━━━━━ AVAILABLE RECORDS

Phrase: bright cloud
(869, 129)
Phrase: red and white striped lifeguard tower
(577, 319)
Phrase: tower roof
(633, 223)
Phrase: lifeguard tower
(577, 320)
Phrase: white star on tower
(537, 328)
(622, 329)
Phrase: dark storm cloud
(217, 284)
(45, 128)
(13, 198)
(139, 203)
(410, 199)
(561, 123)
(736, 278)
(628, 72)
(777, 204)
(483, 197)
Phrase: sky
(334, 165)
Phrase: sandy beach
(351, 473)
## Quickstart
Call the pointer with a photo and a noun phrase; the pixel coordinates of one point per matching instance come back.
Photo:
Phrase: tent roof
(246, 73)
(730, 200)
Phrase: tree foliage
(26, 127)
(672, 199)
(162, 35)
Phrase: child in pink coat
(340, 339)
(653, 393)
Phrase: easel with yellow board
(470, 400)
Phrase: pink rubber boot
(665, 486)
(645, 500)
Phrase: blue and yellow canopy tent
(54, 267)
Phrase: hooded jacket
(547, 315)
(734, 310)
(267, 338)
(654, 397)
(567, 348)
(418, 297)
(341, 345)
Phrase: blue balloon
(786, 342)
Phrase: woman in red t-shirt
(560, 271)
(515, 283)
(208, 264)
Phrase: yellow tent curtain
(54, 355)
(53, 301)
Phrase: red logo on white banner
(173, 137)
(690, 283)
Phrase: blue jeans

━━━━━━━━━━

* TASK DETAILS: Can you rewrite every line of the entries above as a numbered list, one line per item, with blank lines left out?

* THE OUTPUT:
1. Phrase: bright cloud
2. (869, 129)
3. Phrase: red and white striped lifeguard tower
4. (577, 319)
5. Phrase: tower roof
6. (633, 223)
7. Phrase: lifeguard tower
8. (577, 320)
9. Phrase: white star on tower
10. (537, 328)
11. (622, 329)
12. Phrase: dark storm cloud
13. (217, 284)
14. (45, 128)
15. (13, 198)
16. (139, 203)
17. (410, 199)
18. (561, 123)
19. (736, 278)
20. (628, 72)
21. (777, 204)
22. (483, 197)
23. Phrase: sky
24. (334, 165)
25. Phrase: sandy beach
26. (351, 473)
27. ## Quickstart
28. Call the pointer with a photo and a noun phrase; the pixel coordinates of one point per matching instance come back.
29. Photo:
30. Phrase: tent roof
31. (246, 73)
32. (730, 200)
33. Phrase: tree foliage
34. (26, 127)
35. (672, 199)
36. (162, 35)
37. Phrase: child in pink coat
38. (340, 339)
39. (653, 393)
40. Phrase: easel with yellow board
41. (470, 400)
42. Phrase: pink rubber boot
43. (665, 486)
44. (645, 500)
45. Phrase: blue and yellow canopy tent
46. (54, 267)
47. Phrase: hooded jacket
48. (547, 315)
49. (734, 310)
50. (267, 338)
51. (654, 397)
52. (567, 348)
53. (418, 297)
54. (341, 345)
55. Phrase: blue balloon
56. (786, 342)
57. Phrase: woman in red t-shirt
58. (560, 271)
59. (515, 283)
60. (208, 264)
61. Phrase: yellow tent curtain
62. (54, 355)
63. (53, 301)
64. Phrase: red logo on white banner
65. (173, 137)
66. (690, 283)
67. Phrase: blue jeans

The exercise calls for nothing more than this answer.